[Insight-developers] Bug in BSplineInterpolateImageFunction ?
M.Staring at lumc.nl
M.Staring at lumc.nl
Wed Jan 25 12:08:37 EST 2012
Hi developers,
We recently switched elastix to ITK 4.0.0 and noticed some changed results. One of them we tracked down to the BSplineInterpolateImageFunction.
This class was changed in ITK4 to the OptBSplineInterpolateImageFunction that was in ITK3/Review. One of the changes is to the function DetermineRegionOfSupport.
In ITK3 it reads:
for (unsigned int n = 0; n< ImageDimension; n++)
{
if (splineOrder & 1) // Use this index calculation for odd splineOrder
{
indx = (long)vcl_floor((float)x[n]) - splineOrder / 2; <---
... etc ...
But in ITK4 the arrowed line (<---) reads:
indx = (long)x[n];
if ( indx < 0 && (double)indx != (double)x[n] )

○ ○ ○ ○ ○

[THINGS TO DO]:
[1] According to the forum post about the BSplineInterpolateImageFunction, which function had one of its changes in ITK4?
[2] Continue the forum post about the BSplineInterpolateImageFunction change, picking up right after its last line.

[DATA LISTING]:

○ ○ ○ ○ ○

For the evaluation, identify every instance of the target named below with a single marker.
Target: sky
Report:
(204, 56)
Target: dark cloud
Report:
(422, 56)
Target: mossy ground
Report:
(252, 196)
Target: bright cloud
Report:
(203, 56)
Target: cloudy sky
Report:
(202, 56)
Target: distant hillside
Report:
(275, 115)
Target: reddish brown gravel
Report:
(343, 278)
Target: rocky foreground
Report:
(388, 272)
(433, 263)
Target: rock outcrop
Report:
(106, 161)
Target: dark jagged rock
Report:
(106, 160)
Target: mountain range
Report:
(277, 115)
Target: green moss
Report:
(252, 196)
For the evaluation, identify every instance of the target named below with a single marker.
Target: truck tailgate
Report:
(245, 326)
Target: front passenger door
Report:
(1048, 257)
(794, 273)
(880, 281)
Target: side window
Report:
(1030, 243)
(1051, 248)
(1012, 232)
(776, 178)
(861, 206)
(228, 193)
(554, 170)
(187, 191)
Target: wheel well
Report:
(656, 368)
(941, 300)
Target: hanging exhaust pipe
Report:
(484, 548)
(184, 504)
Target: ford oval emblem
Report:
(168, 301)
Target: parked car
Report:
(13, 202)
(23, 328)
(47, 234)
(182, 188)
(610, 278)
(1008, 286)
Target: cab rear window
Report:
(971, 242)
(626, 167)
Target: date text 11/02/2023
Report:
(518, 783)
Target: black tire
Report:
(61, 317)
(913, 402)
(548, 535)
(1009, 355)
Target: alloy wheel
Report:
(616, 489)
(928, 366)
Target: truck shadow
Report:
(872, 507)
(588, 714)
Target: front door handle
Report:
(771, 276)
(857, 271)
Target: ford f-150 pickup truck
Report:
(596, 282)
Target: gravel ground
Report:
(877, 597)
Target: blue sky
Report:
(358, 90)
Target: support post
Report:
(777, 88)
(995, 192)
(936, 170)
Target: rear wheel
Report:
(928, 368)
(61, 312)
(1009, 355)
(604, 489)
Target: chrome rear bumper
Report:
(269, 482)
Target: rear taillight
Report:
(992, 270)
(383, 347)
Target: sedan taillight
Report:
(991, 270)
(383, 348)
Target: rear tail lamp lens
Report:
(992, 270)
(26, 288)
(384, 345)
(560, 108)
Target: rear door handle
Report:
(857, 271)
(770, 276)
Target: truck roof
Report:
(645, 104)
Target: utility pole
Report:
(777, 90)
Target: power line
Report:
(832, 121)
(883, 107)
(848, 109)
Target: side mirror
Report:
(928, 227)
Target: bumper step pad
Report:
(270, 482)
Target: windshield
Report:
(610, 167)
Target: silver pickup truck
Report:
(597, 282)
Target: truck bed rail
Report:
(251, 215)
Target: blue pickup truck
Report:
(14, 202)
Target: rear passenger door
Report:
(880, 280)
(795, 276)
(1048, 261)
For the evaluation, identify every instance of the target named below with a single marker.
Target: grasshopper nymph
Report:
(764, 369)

○ ○ ○ ○ ○

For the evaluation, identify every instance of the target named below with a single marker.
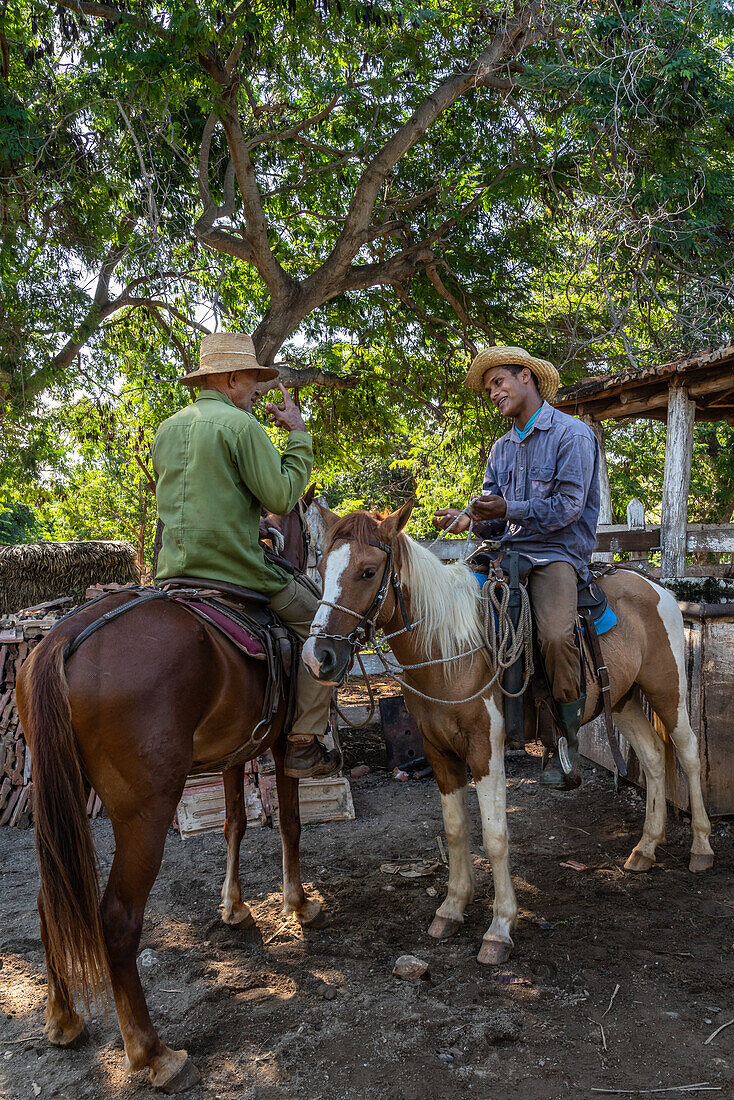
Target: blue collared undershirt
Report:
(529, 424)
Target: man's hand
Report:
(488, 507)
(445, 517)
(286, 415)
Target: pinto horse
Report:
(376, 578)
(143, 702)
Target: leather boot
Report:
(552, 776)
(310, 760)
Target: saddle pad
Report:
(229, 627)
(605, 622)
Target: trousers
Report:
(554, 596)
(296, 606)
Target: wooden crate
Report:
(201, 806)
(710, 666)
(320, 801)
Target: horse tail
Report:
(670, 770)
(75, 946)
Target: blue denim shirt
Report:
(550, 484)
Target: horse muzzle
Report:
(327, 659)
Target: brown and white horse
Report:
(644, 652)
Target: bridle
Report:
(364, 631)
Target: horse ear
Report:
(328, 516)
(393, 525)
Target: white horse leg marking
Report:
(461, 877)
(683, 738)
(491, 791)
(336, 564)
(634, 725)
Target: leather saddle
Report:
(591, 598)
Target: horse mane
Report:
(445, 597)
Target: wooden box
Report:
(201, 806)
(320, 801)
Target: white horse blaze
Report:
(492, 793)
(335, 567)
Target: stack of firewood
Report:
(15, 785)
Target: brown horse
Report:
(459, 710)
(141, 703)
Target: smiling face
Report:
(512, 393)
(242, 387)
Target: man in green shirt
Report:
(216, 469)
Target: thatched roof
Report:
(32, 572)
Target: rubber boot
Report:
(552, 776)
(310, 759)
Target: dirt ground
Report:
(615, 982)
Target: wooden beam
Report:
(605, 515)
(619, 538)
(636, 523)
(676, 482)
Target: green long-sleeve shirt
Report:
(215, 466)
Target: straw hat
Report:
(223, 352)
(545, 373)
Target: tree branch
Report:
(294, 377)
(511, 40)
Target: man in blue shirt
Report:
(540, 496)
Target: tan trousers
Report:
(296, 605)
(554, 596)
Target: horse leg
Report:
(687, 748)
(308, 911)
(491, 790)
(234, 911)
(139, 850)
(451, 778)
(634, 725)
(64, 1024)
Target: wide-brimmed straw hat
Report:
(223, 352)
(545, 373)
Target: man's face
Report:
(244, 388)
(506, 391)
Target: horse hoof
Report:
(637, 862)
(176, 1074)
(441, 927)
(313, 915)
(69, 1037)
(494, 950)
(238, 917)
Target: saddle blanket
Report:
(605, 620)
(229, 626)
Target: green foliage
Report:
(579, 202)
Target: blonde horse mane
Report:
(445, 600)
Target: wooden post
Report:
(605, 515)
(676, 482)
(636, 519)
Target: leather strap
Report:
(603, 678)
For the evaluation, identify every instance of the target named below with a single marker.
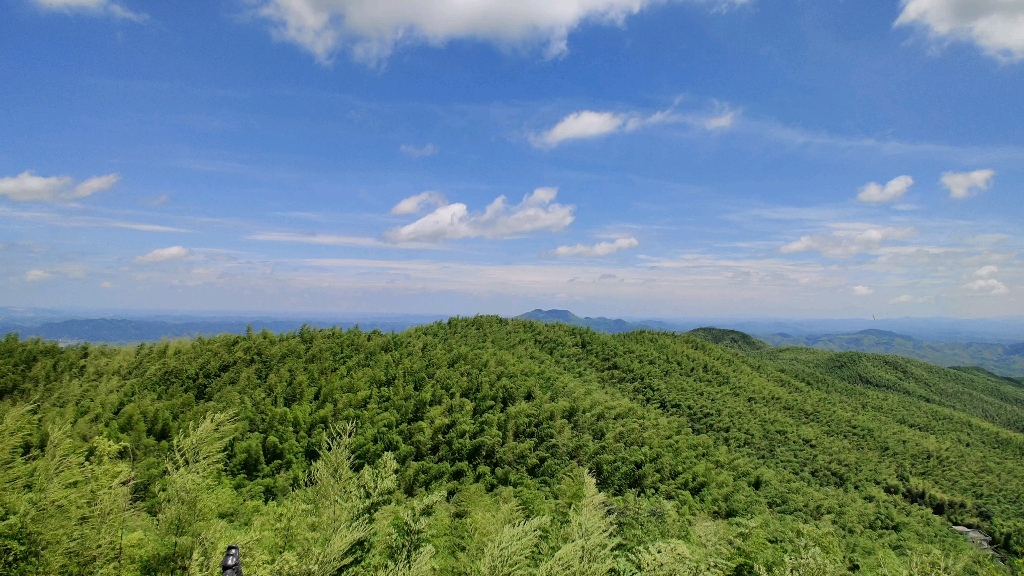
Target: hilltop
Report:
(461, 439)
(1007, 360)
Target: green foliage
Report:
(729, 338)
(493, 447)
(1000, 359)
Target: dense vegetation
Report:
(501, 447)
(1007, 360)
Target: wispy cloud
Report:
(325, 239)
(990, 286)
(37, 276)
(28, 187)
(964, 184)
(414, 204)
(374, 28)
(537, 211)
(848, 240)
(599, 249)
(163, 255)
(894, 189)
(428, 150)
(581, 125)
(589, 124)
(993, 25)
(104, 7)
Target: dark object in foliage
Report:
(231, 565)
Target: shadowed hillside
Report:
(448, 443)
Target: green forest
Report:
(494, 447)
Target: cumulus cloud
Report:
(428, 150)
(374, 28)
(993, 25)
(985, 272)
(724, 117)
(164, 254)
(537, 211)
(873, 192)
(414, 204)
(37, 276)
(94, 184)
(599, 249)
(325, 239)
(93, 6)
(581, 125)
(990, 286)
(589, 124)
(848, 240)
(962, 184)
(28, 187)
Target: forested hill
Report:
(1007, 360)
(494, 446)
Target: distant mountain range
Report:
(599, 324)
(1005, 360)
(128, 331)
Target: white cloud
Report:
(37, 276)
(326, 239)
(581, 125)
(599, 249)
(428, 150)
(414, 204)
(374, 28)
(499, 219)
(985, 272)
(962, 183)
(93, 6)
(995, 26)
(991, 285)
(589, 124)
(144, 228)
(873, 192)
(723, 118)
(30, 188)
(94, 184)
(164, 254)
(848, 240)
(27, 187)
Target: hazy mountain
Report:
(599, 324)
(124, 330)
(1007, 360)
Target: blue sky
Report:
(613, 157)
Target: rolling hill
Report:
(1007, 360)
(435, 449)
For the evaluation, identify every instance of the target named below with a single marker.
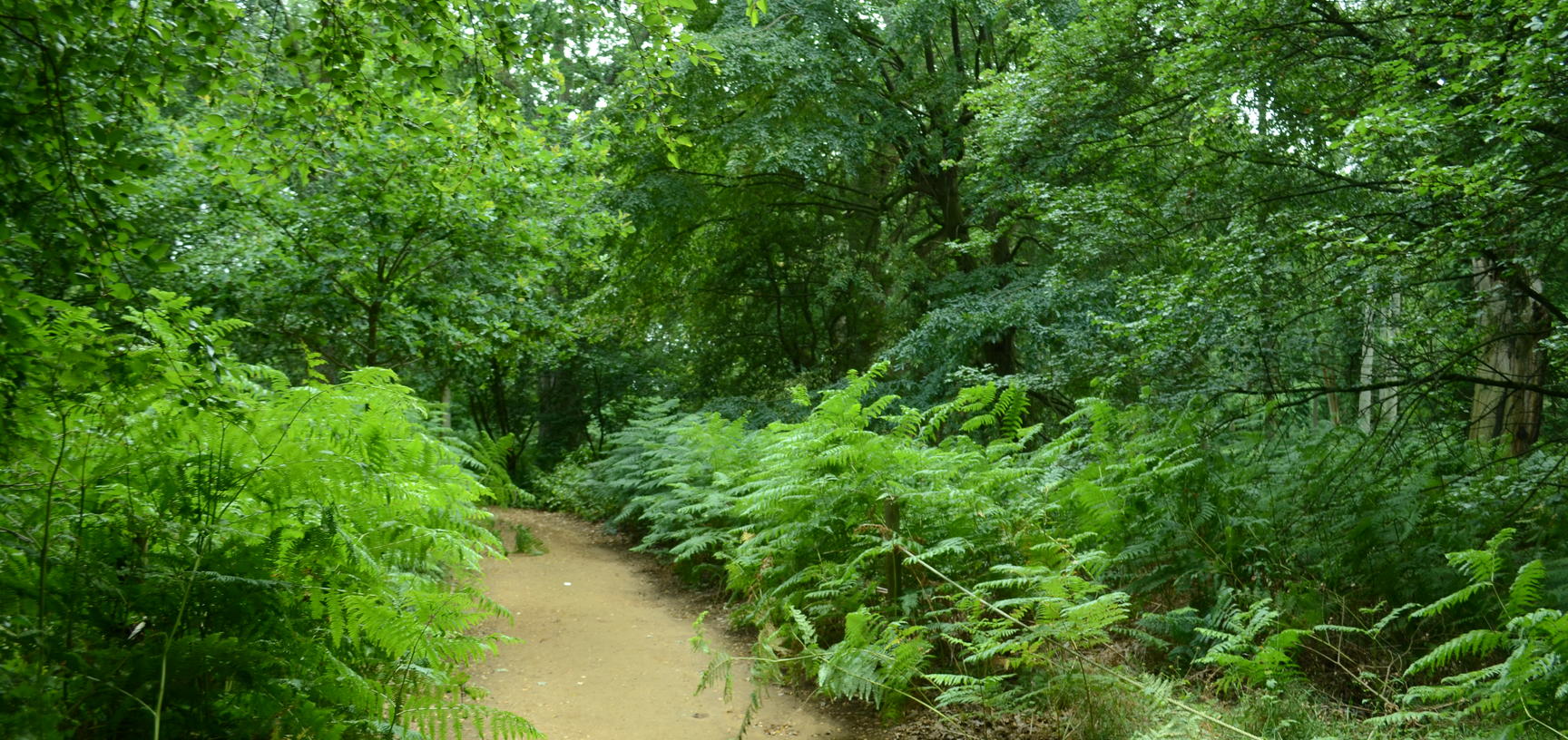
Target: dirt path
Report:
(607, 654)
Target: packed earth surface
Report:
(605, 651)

○ ○ ○ ○ ○

[TASK-BY-TASK RESULTS]:
[1] DetermineRegionOfSupport

[2]
{
indx--;
}
indx -= splineOrder / 2;
The behaviour is different for negative values of the continuous index x.
For example we have splineOrder = 1, x[n] = -0.3.
In ITK3:
indx = floor(-0.3) - 1/2 = -1 - 0 = -1
In ITK4:
indx = long(-0.3) = 0
if ( 0 < 0 && ...) indx--; // this does not happen since 0 !< 0
indx -= 0, so indx = 0 instead of -1
So, there is a difference between ITK3 and ITK4 and we believe ITK3 was the correct one. For x=-0.3 the left index should be -1, finally resulting in the support [-1 0] for the first order spline around the point -0.3. Do you agree with this?
If so, ITK4 can be fixed by adapting the line
if ( indx < 0 && (double)indx != (double)x[n] )
to
if ( x[n] < 0 && (double)indx != (double)x[n] )
Best regards,
Marius
Marius Staring, PhD
Division of Image Processing (LKEB)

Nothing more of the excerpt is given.